● What this task involves
Reproduce the lines below, changing every "integer pixel boxes" to "whole-number pixel boxes" and keeping all other text the same.

##### Record excerpts #####

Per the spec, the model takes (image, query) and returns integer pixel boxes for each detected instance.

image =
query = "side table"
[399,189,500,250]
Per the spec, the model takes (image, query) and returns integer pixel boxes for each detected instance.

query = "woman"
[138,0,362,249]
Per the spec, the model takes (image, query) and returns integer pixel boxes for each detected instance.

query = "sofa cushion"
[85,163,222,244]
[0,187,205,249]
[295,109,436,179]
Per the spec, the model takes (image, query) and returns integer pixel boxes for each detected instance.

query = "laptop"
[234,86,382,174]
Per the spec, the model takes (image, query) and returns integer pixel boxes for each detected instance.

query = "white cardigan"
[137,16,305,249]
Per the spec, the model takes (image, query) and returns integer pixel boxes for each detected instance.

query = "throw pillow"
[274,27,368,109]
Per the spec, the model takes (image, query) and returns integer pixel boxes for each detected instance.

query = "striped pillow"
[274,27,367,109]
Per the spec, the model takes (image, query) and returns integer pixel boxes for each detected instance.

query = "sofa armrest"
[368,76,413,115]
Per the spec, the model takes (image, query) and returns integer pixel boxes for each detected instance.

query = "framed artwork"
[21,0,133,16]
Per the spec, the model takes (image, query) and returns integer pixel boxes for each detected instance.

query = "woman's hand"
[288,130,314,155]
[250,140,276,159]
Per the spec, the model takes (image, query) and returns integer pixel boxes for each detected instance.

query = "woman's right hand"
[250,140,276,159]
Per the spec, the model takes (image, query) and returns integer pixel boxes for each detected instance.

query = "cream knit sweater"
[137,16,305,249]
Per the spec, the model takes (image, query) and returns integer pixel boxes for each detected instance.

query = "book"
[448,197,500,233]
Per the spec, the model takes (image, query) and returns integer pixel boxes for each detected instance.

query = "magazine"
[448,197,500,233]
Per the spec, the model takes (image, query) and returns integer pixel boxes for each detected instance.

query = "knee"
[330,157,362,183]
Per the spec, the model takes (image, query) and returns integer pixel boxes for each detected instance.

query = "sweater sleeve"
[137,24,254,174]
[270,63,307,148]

#####

● Solution to the problem
Per the spec, the model takes (image, query) and returns whole-number pixel boxes for each detected instance.

image =
query = "side table"
[399,189,500,250]
Per the spec, the model takes (image, query) and returns whole-number pixel boxes for each detected instance.

query = "woman"
[138,0,362,249]
Per the spec, the model takes (image, query) and returns whole-number pixel boxes for each detected instance.

query = "sofa cushion"
[85,163,222,244]
[0,187,205,249]
[295,109,436,179]
Per the spec, the model takes (image, query) and returns whole-number pixel boxes for each detected instance.

query = "laptop"
[234,86,382,174]
Per the spec, the model takes (image, query) and returns whole-number pixel boxes for each detected instance.

query = "white cardigan"
[137,16,305,249]
Per the spec, the model takes (image, query) and returns whole-number pixel boxes for each detected instance.

query = "throw pillow"
[274,27,368,109]
Per the spec, the model takes (image, query) and returns whole-number pixel boxes for each detected instance.

query = "striped pillow"
[274,27,367,109]
Per the spec, the model takes (image, query) and returns whole-number pixel boxes for each detected instance.

query = "sofa armrest"
[368,76,413,115]
Per the spec, the model takes (image, query) and returns whole-number pixel boxes for each detected instance.

query = "framed artwork"
[21,0,133,16]
Per the spec, the model takes (image, query) and returns whole-number pixel boxes for each detected instance.

query = "woman's hand"
[288,130,314,155]
[250,140,276,159]
Per the spec, the model takes (image, query) and returns whole-number pixel boxes for each detected instance.

query = "woman's right hand"
[250,140,276,159]
Per the spec, the model takes (image, query) and returns whole-number pixel boxes for each detected instance.

query = "cream knit sweater"
[137,16,305,249]
Per the spec, the model takes (image, query) and returns whole-number pixel boxes for each detected instance.

query = "book"
[448,197,500,233]
Per the spec, the model takes (image, query) and returns whole-number pixel boxes for each detected instance.

query = "magazine"
[448,197,500,233]
Per the spec, the model takes (image, query) and returns whole-number pixel boxes for each detected instance.

query = "knee"
[330,157,362,183]
Per the spec, the model takes (image, query) and returns whole-number pixel boxes for each detected instance.

query = "sweater sleeve"
[137,24,254,174]
[270,63,307,148]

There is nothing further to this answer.